## Exercise instructions
Please rewrite all of the material below, switching every "farthest from its outline" to "most distant from its edges" and leaving everything else unchanged.

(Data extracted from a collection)
——————

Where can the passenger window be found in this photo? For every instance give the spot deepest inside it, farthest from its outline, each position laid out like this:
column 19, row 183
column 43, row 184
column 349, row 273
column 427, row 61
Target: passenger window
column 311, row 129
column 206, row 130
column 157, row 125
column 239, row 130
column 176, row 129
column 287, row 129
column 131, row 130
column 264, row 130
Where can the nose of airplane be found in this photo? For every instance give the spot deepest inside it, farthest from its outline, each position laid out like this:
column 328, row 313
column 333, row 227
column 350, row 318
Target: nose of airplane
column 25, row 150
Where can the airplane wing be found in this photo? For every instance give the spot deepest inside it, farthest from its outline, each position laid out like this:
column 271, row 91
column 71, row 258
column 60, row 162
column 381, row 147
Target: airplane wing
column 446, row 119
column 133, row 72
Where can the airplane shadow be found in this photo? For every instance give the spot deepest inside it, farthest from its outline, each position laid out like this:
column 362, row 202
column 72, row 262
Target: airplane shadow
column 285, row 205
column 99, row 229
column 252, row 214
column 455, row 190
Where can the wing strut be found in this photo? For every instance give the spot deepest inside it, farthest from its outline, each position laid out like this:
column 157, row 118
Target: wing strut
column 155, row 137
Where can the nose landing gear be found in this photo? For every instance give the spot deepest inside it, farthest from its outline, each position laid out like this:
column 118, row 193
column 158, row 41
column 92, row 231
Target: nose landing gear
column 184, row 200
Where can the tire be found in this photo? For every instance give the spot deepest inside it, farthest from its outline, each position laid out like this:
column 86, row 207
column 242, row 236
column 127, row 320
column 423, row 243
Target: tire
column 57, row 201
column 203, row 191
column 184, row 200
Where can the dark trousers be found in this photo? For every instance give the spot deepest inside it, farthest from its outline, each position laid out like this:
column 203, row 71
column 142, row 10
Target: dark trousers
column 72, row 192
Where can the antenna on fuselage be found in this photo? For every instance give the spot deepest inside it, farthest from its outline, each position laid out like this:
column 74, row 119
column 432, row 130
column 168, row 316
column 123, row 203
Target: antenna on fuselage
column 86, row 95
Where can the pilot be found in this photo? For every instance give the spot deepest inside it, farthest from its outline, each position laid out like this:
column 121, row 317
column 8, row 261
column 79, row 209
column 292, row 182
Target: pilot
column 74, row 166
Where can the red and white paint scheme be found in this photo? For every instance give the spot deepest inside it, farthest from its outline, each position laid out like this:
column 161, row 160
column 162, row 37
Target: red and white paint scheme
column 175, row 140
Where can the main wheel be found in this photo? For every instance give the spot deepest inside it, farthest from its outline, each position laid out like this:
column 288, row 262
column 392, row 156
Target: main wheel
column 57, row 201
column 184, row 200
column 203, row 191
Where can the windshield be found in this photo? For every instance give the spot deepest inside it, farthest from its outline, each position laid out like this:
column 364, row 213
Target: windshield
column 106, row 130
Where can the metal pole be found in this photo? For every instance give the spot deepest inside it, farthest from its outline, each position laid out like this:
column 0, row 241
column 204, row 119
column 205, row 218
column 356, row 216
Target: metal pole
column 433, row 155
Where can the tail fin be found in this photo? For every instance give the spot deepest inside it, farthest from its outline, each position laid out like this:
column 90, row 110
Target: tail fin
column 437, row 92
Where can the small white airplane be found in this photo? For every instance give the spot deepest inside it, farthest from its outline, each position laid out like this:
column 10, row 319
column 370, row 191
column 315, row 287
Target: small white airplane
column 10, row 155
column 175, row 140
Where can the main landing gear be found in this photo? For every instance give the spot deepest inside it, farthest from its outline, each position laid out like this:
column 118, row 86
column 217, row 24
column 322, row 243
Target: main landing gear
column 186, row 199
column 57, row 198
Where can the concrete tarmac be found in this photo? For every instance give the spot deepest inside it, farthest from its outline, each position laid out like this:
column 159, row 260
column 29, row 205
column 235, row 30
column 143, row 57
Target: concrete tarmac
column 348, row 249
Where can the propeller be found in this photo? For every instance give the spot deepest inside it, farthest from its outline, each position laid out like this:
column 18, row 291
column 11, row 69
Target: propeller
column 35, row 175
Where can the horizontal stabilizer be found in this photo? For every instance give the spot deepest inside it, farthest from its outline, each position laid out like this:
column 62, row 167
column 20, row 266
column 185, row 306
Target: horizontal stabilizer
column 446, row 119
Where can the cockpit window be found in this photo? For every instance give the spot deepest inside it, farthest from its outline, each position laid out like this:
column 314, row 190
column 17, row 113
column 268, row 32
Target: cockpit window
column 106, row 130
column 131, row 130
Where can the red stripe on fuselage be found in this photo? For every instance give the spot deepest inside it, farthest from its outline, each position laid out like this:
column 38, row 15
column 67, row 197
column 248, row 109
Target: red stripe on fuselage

——————

## Task output
Where can the passenger window be found in this photo? For every instance give the spot deepest inside it, most distant from its edges, each position laid out like this:
column 19, row 183
column 43, row 184
column 349, row 273
column 427, row 61
Target: passenger window
column 311, row 129
column 206, row 130
column 157, row 125
column 239, row 130
column 176, row 129
column 287, row 129
column 131, row 130
column 264, row 130
Where can the nose of airplane be found in this photo? For every instance give the spot deepest inside it, most distant from its edges, each position laid out like this:
column 328, row 313
column 333, row 227
column 350, row 318
Target: nose of airplane
column 25, row 150
Where can the airplane wing be found in this photo? For every instance give the spot deepest inside it, most distant from its edges, each position laid out like this:
column 271, row 91
column 71, row 258
column 60, row 162
column 381, row 147
Target: airplane wing
column 446, row 119
column 133, row 72
Where can the airplane shadow be found in this photo? For every instance give the spot deepest inside it, most distant from its edges, each position laid out like this:
column 362, row 202
column 72, row 262
Target: airplane shadow
column 285, row 205
column 99, row 229
column 252, row 214
column 455, row 190
Where can the wing strut be found in this photo? For every instance give the spot deepest inside it, most distant from its edges, each position laid out like this:
column 157, row 118
Target: wing strut
column 155, row 137
Where can the nose landing gear be found in this photo? For every instance give the spot deepest inside it, most distant from its edges, each position laid out like this:
column 118, row 193
column 158, row 41
column 92, row 231
Target: nose landing gear
column 184, row 200
Where can the tire be found in this photo? For every instance give the spot deepest inside it, most distant from its edges, each position laid out like this:
column 86, row 207
column 242, row 236
column 127, row 320
column 423, row 243
Target: tire
column 57, row 201
column 203, row 191
column 184, row 200
Where can the dark trousers be found in this photo? For every instance give the spot deepest inside it, most distant from its edges, each position laid out like this:
column 203, row 71
column 142, row 10
Target: dark trousers
column 72, row 192
Where can the antenna on fuselage be found in this photo? For every instance give the spot deepest inside it, most distant from its edges, each position laid out like this:
column 74, row 119
column 432, row 130
column 168, row 316
column 123, row 203
Target: antenna on fuselage
column 86, row 95
Where can the pilot be found in this photo? For every instance give the spot deepest inside it, most distant from its edges, each position laid out like this:
column 121, row 317
column 8, row 261
column 79, row 209
column 292, row 182
Target: pilot
column 74, row 166
Where can the red and white paint scheme be found in this photo? For every instance give the spot deepest inside it, most distant from its edges, each position laid out like this:
column 161, row 160
column 162, row 37
Target: red and white paint scheme
column 175, row 140
Where can the main wheel be found in this photo? For every instance give the spot deepest inside it, most distant from its edges, each position laid out like this:
column 288, row 262
column 392, row 156
Target: main wheel
column 57, row 201
column 184, row 200
column 203, row 191
Where can the windshield be found in this photo? For every instance give the spot deepest inside it, most distant from its edges, each position laid out like this:
column 364, row 213
Target: windshield
column 106, row 130
Where can the metal pole be found in this photo? For every instance give the spot deepest inside it, most distant from its edges, each position laid out like this:
column 0, row 241
column 204, row 119
column 205, row 218
column 356, row 216
Target: metal pole
column 433, row 155
Where can the tail fin be found in this photo? For every instance give the spot deepest inside it, most distant from its edges, each position laid out like this:
column 90, row 110
Target: tail fin
column 437, row 92
Where can the small white airplane be found in this photo? For every instance give the spot deepest inside it, most distant from its edges, each position laid out like this:
column 10, row 319
column 370, row 191
column 315, row 287
Target: small white airplane
column 10, row 155
column 175, row 140
Where can the main landing gear be found in this photo? For every instance give the spot deepest inside it, most distant from its edges, each position laid out like this:
column 118, row 86
column 217, row 24
column 322, row 243
Target: main landing gear
column 186, row 199
column 57, row 198
Where can the concrete tarmac be found in this photo? For every instance give the spot deepest inside it, most distant from its edges, each position laid out like this:
column 159, row 260
column 29, row 205
column 235, row 30
column 143, row 57
Target: concrete tarmac
column 348, row 249
Where can the propeller be found in this photo? For every instance give the spot deepest inside it, most distant from its edges, each position laid out like this:
column 18, row 291
column 11, row 69
Target: propeller
column 35, row 175
Where can the horizontal stabilizer be found in this photo? For every instance give the spot deepest inside it, most distant from its edges, each position laid out like this:
column 62, row 167
column 20, row 266
column 185, row 306
Target: horizontal stabilizer
column 446, row 119
Where can the cockpit window be found in this photo? For every instance give the spot deepest inside it, most distant from its edges, each position laid out like this:
column 314, row 190
column 17, row 113
column 268, row 32
Target: cockpit window
column 106, row 130
column 131, row 130
Where can the red stripe on fuselage be found in this photo? For every instance give the spot deepest inside it, most distant from its edges, each position laid out like this:
column 38, row 15
column 67, row 197
column 248, row 109
Target: red stripe on fuselage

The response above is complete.